Return each record shown below exactly, with none omitted.

* [Provided data]:

#####

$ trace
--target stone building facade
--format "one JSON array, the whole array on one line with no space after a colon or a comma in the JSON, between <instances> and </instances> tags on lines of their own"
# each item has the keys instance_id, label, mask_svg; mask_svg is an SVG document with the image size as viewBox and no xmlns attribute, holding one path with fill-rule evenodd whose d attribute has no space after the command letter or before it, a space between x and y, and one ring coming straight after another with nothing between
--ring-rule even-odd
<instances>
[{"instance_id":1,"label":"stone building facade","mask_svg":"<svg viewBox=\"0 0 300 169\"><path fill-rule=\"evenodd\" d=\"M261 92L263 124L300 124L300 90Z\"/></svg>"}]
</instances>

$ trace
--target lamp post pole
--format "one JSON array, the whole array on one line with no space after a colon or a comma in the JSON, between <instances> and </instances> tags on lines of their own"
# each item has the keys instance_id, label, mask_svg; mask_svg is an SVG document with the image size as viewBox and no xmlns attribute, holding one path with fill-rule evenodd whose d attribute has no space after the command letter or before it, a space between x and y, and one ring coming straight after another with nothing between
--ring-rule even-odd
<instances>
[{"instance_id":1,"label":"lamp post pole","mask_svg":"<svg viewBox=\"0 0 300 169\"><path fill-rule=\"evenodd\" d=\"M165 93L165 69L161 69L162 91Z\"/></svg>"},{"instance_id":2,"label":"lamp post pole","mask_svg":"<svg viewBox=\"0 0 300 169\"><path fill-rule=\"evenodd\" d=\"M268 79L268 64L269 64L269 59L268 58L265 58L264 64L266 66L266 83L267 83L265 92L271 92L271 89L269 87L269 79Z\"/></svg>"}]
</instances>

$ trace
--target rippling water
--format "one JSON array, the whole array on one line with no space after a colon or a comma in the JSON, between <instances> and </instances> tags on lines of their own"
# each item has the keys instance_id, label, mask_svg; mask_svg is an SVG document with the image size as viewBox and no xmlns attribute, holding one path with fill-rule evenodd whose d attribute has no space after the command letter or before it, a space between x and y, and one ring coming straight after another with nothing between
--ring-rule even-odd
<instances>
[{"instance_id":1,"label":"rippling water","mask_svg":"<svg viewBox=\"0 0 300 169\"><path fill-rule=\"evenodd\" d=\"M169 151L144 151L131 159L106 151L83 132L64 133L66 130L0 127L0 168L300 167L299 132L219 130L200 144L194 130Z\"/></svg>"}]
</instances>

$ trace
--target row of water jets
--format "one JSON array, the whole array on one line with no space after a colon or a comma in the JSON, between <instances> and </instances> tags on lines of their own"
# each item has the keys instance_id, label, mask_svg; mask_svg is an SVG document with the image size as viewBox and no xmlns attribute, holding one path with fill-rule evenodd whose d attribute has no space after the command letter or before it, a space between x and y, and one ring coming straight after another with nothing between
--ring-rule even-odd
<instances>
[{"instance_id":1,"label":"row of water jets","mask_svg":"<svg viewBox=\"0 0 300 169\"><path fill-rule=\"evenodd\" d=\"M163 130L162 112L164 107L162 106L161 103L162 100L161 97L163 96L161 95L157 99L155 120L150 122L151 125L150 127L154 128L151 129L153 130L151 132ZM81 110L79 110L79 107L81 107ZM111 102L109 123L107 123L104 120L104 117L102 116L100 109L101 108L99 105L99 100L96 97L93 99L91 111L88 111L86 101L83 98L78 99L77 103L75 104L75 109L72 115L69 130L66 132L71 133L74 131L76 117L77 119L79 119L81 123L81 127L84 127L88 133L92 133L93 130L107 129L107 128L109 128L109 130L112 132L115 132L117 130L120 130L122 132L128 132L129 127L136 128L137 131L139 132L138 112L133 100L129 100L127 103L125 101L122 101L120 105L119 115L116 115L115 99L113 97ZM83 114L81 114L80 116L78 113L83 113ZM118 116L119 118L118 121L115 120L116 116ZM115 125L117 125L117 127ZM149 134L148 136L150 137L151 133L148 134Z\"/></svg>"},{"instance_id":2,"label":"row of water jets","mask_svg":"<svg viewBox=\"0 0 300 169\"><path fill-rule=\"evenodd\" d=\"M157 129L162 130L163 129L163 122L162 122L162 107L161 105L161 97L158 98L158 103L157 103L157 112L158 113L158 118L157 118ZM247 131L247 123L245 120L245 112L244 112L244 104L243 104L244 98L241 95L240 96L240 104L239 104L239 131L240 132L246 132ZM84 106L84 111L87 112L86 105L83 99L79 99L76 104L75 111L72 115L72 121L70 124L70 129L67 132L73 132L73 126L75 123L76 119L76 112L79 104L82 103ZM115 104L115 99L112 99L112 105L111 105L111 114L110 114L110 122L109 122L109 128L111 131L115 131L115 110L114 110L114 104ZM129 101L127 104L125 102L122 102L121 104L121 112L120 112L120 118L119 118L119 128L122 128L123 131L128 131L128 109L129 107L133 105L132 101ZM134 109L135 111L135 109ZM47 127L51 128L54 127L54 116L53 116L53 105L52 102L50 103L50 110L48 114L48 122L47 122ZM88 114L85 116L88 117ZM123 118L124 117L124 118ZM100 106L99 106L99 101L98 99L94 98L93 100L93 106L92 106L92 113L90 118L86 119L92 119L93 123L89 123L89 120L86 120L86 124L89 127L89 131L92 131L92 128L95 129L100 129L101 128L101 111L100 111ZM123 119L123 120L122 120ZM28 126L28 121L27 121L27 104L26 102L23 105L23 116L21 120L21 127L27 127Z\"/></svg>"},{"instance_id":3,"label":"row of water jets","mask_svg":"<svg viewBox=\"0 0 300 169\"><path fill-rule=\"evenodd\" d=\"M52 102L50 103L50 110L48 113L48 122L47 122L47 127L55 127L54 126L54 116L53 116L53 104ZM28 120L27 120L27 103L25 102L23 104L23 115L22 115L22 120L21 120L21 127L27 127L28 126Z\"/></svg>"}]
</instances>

#####

* [Task solution]:
$ trace
--target stone building facade
--format "one JSON array, the whole array on one line with no space after a colon or a comma in the JSON, between <instances> and </instances> tags on lines of their own"
# each item has the keys instance_id, label, mask_svg; mask_svg is an SVG document with the image size as viewBox and no xmlns attribute, holding one path with fill-rule evenodd whose d attribute has no space after the command letter or before it, a space between x and y, and one ring coming straight after another with nothing between
--ring-rule even-odd
<instances>
[{"instance_id":1,"label":"stone building facade","mask_svg":"<svg viewBox=\"0 0 300 169\"><path fill-rule=\"evenodd\" d=\"M261 92L263 124L300 124L300 90Z\"/></svg>"}]
</instances>

$ trace
--target lamp post pole
--format "one JSON array, the whole array on one line with no space after a colon or a comma in the JSON, between <instances> and </instances> tags on lines of their own"
# each item has the keys instance_id, label, mask_svg; mask_svg is an SVG document with the image size as viewBox and no xmlns attribute, holding one path with fill-rule evenodd whose d attribute has no space after the command letter or before it, a space between x and y, and one ring coming straight after another with nothing between
--ring-rule even-odd
<instances>
[{"instance_id":1,"label":"lamp post pole","mask_svg":"<svg viewBox=\"0 0 300 169\"><path fill-rule=\"evenodd\" d=\"M165 93L165 69L161 69L162 91Z\"/></svg>"},{"instance_id":2,"label":"lamp post pole","mask_svg":"<svg viewBox=\"0 0 300 169\"><path fill-rule=\"evenodd\" d=\"M268 79L268 64L269 64L269 59L268 58L265 58L264 64L266 66L266 83L267 83L265 92L271 92L271 89L269 87L269 79Z\"/></svg>"}]
</instances>

$ trace
--target rippling water
--format "one JSON array, the whole array on one line with no space after a colon or a comma in the JSON, between <instances> and </instances> tags on lines of their own"
# each item has the keys instance_id, label, mask_svg; mask_svg is an SVG document with the image size as viewBox and no xmlns attribute, holding one path with fill-rule evenodd whose d attribute has no space after the command letter or before it, a space between x and y, and one ring coming straight after another with nothing between
--ring-rule even-odd
<instances>
[{"instance_id":1,"label":"rippling water","mask_svg":"<svg viewBox=\"0 0 300 169\"><path fill-rule=\"evenodd\" d=\"M169 151L144 151L131 159L106 151L83 132L64 133L66 130L0 127L0 168L300 167L299 132L219 130L200 144L194 130Z\"/></svg>"}]
</instances>

$ trace
--target row of water jets
--format "one JSON array, the whole array on one line with no space after a colon or a comma in the JSON, between <instances> and </instances> tags on lines of their own"
# each item has the keys instance_id, label, mask_svg; mask_svg is an SVG document with the image size as viewBox and no xmlns attribute, holding one path with fill-rule evenodd whose d attribute has no space after the command letter or before it, a space between x and y, and one ring coming straight after another with nothing between
--ring-rule even-odd
<instances>
[{"instance_id":1,"label":"row of water jets","mask_svg":"<svg viewBox=\"0 0 300 169\"><path fill-rule=\"evenodd\" d=\"M163 130L162 112L164 107L162 106L161 103L162 100L161 97L163 96L161 95L157 99L155 120L150 122L151 125L150 127L154 128L151 129L153 130L151 132ZM81 110L79 110L79 107L81 107ZM111 102L109 123L107 123L104 120L104 117L102 116L100 109L101 108L99 105L99 100L96 97L93 99L91 111L88 111L86 101L83 98L78 99L77 103L75 104L75 109L72 115L69 130L66 132L71 133L74 131L76 117L77 119L79 119L81 123L81 127L84 127L88 133L92 133L93 130L107 129L107 128L109 128L109 130L112 132L115 132L117 130L120 130L122 132L128 132L129 127L136 128L137 131L139 132L138 112L133 100L129 100L127 103L125 101L122 101L120 105L119 115L116 115L115 99L113 97ZM83 114L81 114L80 116L78 113L83 113ZM118 116L119 118L118 121L115 120L116 116ZM115 125L117 125L117 127ZM149 134L148 136L150 137L151 133L148 134Z\"/></svg>"},{"instance_id":2,"label":"row of water jets","mask_svg":"<svg viewBox=\"0 0 300 169\"><path fill-rule=\"evenodd\" d=\"M157 129L162 130L163 129L163 122L162 122L162 107L161 105L161 97L158 98L158 103L157 103L157 112L158 113L158 118L157 118ZM247 131L247 123L245 120L245 112L244 112L244 104L243 104L244 98L241 95L240 96L240 104L239 104L239 131L240 132L246 132ZM84 106L84 111L87 112L86 105L83 99L79 99L76 104L75 111L72 115L72 121L70 124L70 129L67 132L73 132L73 126L75 123L76 119L76 112L79 104L82 103ZM115 104L115 99L112 99L112 105L111 105L111 114L110 114L110 122L109 122L109 128L111 131L115 131L115 110L114 110L114 104ZM129 101L127 104L125 102L122 102L121 104L121 112L120 112L120 118L119 118L119 128L122 128L123 131L128 131L128 109L129 107L133 105L132 101ZM134 109L135 111L135 109ZM47 127L51 128L54 127L54 116L53 116L53 105L52 102L50 103L50 110L48 114L48 122L47 122ZM88 114L85 116L88 117ZM123 118L124 117L124 118ZM100 106L99 106L99 101L98 99L94 98L93 100L93 106L92 106L92 113L90 118L86 119L92 119L93 123L89 123L89 120L86 120L86 124L89 127L89 131L92 131L92 128L95 129L100 129L101 128L101 111L100 111ZM123 119L123 120L122 120ZM28 126L28 121L27 121L27 104L26 102L23 105L23 116L21 120L21 127L27 127Z\"/></svg>"},{"instance_id":3,"label":"row of water jets","mask_svg":"<svg viewBox=\"0 0 300 169\"><path fill-rule=\"evenodd\" d=\"M52 102L50 103L50 110L48 113L48 122L47 122L47 127L55 127L54 126L54 116L53 116L53 104ZM28 120L27 120L27 103L25 102L23 104L23 115L22 115L22 120L21 120L21 127L27 127L28 126Z\"/></svg>"}]
</instances>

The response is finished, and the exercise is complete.